-- Exercise aim --
Restate word for word the lines of the material below, from the line with "written like (207,38)." to the line with "written like (246,64).", both lines included, and no others.

-- Record set --
<<<<

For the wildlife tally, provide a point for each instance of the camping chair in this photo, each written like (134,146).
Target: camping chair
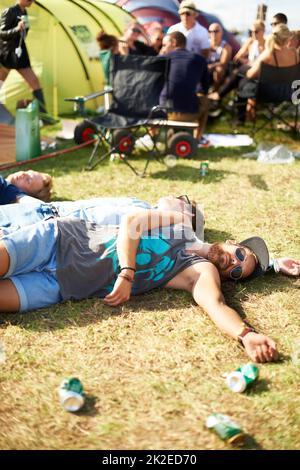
(274,94)
(137,82)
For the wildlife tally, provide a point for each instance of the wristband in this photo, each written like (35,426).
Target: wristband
(274,264)
(127,267)
(128,278)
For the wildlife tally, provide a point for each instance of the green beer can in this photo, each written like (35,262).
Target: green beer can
(242,377)
(203,168)
(226,429)
(71,394)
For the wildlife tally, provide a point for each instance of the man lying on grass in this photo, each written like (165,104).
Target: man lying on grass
(109,211)
(62,259)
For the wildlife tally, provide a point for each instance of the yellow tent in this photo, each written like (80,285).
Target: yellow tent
(63,50)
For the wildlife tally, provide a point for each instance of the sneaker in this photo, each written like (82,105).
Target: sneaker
(203,142)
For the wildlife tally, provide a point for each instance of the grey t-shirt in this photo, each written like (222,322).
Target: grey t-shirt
(88,265)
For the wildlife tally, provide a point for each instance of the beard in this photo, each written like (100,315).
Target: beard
(215,255)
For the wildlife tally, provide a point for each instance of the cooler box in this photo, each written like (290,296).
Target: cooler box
(28,144)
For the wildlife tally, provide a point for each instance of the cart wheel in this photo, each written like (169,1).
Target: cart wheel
(84,132)
(123,141)
(182,145)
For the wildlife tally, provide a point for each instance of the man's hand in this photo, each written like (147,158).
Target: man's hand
(21,26)
(260,348)
(120,294)
(288,266)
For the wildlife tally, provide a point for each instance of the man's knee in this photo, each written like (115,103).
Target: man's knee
(4,259)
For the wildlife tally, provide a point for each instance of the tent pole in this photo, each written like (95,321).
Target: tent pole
(55,88)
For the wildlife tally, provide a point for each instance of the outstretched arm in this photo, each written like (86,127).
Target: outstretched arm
(131,229)
(288,266)
(207,293)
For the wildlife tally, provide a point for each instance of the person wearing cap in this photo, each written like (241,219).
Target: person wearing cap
(68,259)
(196,35)
(185,93)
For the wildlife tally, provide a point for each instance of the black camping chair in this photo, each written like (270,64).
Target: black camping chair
(275,96)
(137,82)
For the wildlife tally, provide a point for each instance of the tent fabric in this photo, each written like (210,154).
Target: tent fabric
(63,50)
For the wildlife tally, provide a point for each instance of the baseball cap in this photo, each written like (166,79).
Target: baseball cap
(258,246)
(186,5)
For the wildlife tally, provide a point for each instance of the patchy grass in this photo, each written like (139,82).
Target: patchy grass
(152,368)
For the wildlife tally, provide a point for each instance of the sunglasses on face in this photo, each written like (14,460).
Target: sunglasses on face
(237,272)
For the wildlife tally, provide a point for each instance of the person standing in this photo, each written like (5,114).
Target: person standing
(185,94)
(14,27)
(196,35)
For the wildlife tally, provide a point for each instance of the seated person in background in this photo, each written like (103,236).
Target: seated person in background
(25,186)
(188,75)
(167,45)
(278,54)
(245,57)
(130,43)
(279,18)
(156,38)
(294,41)
(196,35)
(219,55)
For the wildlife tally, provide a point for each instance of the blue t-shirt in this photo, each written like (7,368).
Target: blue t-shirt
(8,192)
(88,264)
(188,75)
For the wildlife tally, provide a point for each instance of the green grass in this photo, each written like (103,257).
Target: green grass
(152,368)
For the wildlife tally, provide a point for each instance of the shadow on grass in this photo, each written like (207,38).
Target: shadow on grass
(89,408)
(187,173)
(257,181)
(212,235)
(251,443)
(93,311)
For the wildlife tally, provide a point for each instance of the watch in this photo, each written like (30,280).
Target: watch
(242,335)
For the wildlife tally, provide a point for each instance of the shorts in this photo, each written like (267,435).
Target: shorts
(11,61)
(191,117)
(32,270)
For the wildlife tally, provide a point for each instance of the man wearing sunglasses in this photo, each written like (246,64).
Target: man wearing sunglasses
(63,259)
(196,35)
(279,18)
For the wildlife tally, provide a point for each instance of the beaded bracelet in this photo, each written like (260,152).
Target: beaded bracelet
(124,276)
(127,267)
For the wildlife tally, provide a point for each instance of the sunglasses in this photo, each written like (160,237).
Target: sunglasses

>>>>

-- Response to the exercise --
For the wildlife tally, provide a point for each instance of the shadow on grass in this photo, each written like (207,38).
Target: shadow on grass
(89,408)
(187,173)
(257,181)
(212,235)
(251,443)
(93,311)
For the wildlife tally, provide a point for each instance of the watch in this photo, each written like (30,280).
Target: watch
(242,335)
For the wildlife tally, provide a point for each instance of the shorts in this photo, each written like (267,435).
Target: shorts
(11,61)
(191,117)
(32,270)
For the wildlife tally, provide a point for each instance of the man wearing sunglasses in this photo, each written like (246,64).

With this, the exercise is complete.